Exercise prompt =>
Every line in the material below that includes "bumper" should be copied.

Given information =>
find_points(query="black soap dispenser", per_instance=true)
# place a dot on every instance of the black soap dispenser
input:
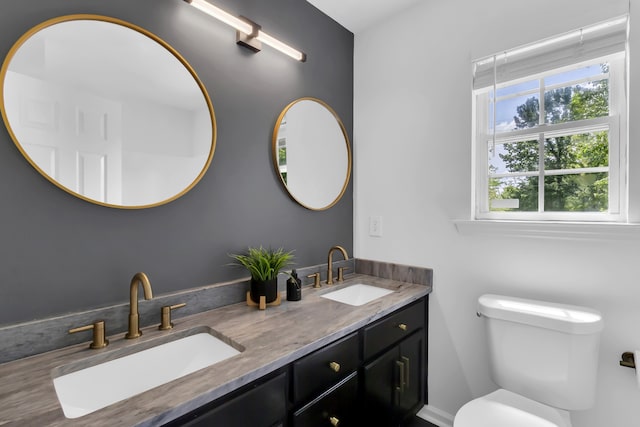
(294, 287)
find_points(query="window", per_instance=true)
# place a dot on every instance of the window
(548, 141)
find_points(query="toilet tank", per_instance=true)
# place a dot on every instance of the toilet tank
(544, 351)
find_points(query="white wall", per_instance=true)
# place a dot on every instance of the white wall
(412, 112)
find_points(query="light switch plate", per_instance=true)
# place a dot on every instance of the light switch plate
(375, 226)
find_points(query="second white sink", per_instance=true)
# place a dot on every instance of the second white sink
(357, 294)
(95, 387)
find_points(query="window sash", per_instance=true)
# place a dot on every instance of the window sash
(617, 151)
(586, 43)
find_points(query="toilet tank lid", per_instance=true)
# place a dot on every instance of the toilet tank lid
(561, 317)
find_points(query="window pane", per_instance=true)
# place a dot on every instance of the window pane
(521, 156)
(586, 100)
(582, 150)
(513, 194)
(519, 112)
(578, 73)
(579, 193)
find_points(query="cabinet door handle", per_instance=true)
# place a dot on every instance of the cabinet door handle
(401, 376)
(407, 373)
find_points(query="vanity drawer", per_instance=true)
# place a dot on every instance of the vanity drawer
(323, 368)
(339, 406)
(388, 331)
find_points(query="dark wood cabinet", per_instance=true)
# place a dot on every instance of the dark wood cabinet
(260, 404)
(375, 376)
(337, 407)
(393, 380)
(313, 374)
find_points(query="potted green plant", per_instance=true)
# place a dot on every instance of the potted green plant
(264, 265)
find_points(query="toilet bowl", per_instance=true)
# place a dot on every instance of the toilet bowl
(503, 408)
(543, 355)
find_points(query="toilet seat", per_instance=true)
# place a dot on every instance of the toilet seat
(503, 408)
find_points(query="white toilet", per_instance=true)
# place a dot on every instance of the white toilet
(545, 358)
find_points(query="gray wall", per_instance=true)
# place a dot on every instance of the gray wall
(60, 254)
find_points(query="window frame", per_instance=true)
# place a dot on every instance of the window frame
(616, 122)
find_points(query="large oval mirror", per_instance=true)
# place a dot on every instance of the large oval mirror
(311, 153)
(107, 111)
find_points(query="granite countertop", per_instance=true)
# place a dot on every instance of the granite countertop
(272, 338)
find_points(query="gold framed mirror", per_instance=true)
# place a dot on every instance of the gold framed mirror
(311, 153)
(107, 111)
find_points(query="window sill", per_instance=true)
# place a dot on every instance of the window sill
(549, 230)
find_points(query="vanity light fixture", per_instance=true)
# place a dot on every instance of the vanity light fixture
(248, 33)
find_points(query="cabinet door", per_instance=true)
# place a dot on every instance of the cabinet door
(411, 357)
(381, 382)
(337, 407)
(392, 383)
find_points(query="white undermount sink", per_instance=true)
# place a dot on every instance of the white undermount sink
(95, 387)
(357, 294)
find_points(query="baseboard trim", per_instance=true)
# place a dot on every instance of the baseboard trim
(436, 416)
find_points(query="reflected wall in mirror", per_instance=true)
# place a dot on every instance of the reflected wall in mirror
(107, 111)
(311, 153)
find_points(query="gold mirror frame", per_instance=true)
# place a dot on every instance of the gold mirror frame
(91, 17)
(275, 151)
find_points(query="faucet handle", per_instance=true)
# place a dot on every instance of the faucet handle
(165, 316)
(316, 279)
(341, 273)
(98, 334)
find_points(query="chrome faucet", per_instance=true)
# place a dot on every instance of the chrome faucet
(329, 262)
(134, 316)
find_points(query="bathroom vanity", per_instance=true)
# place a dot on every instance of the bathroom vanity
(304, 363)
(374, 376)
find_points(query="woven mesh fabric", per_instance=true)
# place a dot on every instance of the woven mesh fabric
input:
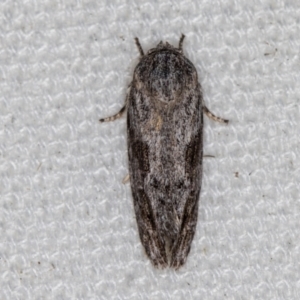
(67, 225)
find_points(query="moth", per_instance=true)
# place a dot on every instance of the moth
(164, 130)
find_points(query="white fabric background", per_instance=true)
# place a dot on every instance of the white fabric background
(67, 223)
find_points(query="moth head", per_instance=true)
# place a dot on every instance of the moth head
(164, 46)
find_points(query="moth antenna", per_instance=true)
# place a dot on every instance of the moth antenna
(137, 42)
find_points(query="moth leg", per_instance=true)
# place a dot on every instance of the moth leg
(213, 117)
(114, 117)
(137, 42)
(181, 42)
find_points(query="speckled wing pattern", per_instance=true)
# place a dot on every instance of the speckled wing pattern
(164, 126)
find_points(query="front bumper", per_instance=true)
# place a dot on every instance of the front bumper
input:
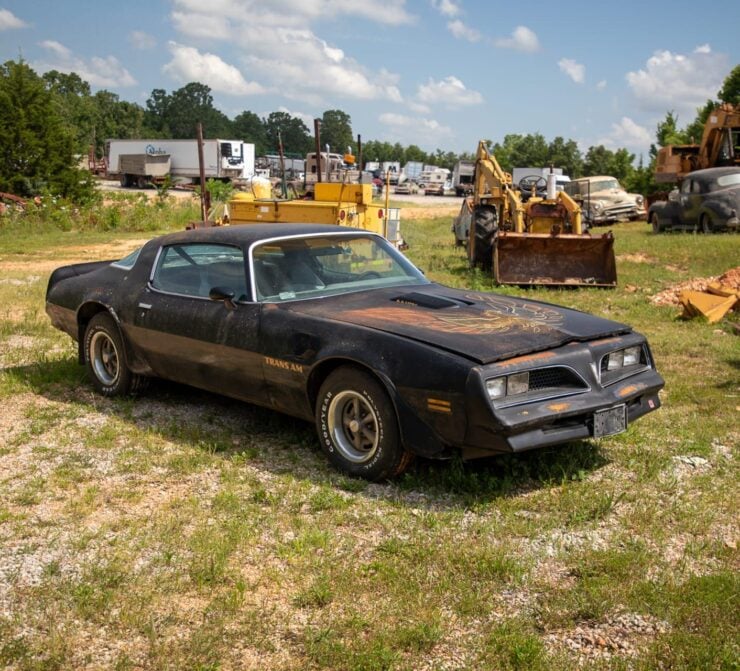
(563, 418)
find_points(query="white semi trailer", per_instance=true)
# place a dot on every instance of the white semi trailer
(226, 160)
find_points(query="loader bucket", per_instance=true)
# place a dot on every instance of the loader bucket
(554, 260)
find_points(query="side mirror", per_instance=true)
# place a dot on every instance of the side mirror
(224, 295)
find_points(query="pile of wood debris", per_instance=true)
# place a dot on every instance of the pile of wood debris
(712, 297)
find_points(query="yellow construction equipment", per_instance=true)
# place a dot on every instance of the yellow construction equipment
(332, 203)
(540, 242)
(720, 146)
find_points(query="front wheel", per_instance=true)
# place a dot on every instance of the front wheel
(105, 358)
(357, 426)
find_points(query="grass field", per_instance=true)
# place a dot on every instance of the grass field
(181, 530)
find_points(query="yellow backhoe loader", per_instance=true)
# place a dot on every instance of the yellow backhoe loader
(540, 242)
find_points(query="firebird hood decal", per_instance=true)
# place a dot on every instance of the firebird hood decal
(479, 326)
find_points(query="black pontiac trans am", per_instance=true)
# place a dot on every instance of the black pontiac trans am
(335, 326)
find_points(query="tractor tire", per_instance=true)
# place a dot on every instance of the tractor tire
(485, 226)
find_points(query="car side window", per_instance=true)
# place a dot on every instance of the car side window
(194, 269)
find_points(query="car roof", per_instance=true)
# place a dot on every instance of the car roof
(246, 234)
(712, 173)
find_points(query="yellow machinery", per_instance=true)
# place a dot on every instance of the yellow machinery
(333, 203)
(720, 145)
(541, 242)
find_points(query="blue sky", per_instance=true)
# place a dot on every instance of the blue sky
(437, 73)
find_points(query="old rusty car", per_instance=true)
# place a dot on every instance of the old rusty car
(707, 200)
(335, 326)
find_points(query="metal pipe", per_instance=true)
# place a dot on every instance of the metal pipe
(317, 149)
(205, 197)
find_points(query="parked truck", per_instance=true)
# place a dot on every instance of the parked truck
(226, 160)
(462, 177)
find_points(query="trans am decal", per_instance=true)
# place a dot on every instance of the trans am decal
(504, 316)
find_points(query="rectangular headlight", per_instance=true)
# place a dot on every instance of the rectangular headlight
(496, 387)
(518, 384)
(632, 356)
(615, 360)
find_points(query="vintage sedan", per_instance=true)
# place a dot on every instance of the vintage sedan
(334, 325)
(707, 201)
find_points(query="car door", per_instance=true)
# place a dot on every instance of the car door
(187, 337)
(690, 202)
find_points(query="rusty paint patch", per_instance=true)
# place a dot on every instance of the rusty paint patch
(606, 341)
(529, 358)
(438, 405)
(630, 389)
(485, 322)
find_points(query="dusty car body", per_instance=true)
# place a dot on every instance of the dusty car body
(706, 200)
(335, 326)
(604, 200)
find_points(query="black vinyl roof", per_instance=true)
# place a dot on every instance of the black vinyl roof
(246, 234)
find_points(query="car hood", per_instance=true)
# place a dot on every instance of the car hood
(483, 327)
(613, 196)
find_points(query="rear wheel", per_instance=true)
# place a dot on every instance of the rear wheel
(106, 360)
(357, 426)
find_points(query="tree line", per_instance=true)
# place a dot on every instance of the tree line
(48, 121)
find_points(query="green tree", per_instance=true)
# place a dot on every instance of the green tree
(295, 134)
(37, 150)
(336, 130)
(249, 127)
(177, 115)
(521, 151)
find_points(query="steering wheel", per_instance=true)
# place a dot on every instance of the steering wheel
(538, 182)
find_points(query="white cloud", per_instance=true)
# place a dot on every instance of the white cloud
(190, 65)
(678, 81)
(522, 39)
(449, 91)
(141, 40)
(419, 108)
(102, 72)
(463, 32)
(575, 71)
(281, 52)
(306, 118)
(446, 7)
(9, 21)
(629, 134)
(414, 130)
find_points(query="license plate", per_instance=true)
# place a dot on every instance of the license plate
(611, 421)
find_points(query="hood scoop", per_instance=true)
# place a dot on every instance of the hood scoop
(428, 301)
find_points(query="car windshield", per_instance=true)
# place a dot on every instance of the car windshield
(314, 266)
(127, 262)
(732, 179)
(604, 184)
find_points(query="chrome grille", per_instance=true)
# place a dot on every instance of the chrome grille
(557, 377)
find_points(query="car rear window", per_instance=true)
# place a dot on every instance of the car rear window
(729, 180)
(194, 269)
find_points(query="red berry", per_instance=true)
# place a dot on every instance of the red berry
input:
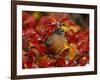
(61, 62)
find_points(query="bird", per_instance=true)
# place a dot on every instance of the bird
(56, 43)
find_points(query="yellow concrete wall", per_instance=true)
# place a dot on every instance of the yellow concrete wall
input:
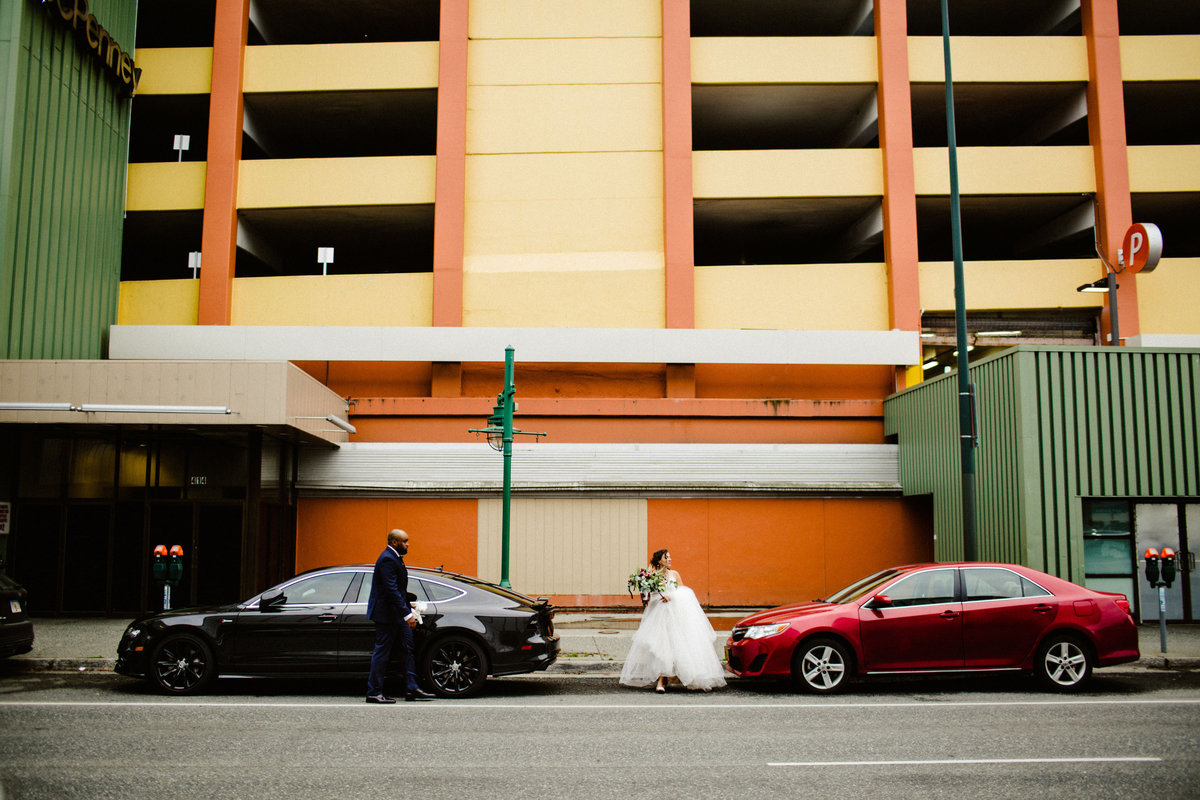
(1007, 170)
(789, 296)
(1167, 168)
(1012, 284)
(175, 71)
(787, 173)
(157, 302)
(564, 164)
(999, 59)
(393, 299)
(166, 186)
(760, 59)
(342, 67)
(1159, 58)
(297, 182)
(1169, 296)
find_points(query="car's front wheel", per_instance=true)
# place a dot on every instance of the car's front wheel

Solution =>
find_points(query="front bumper", per_instance=true)
# place a dot on every instance of the front bumper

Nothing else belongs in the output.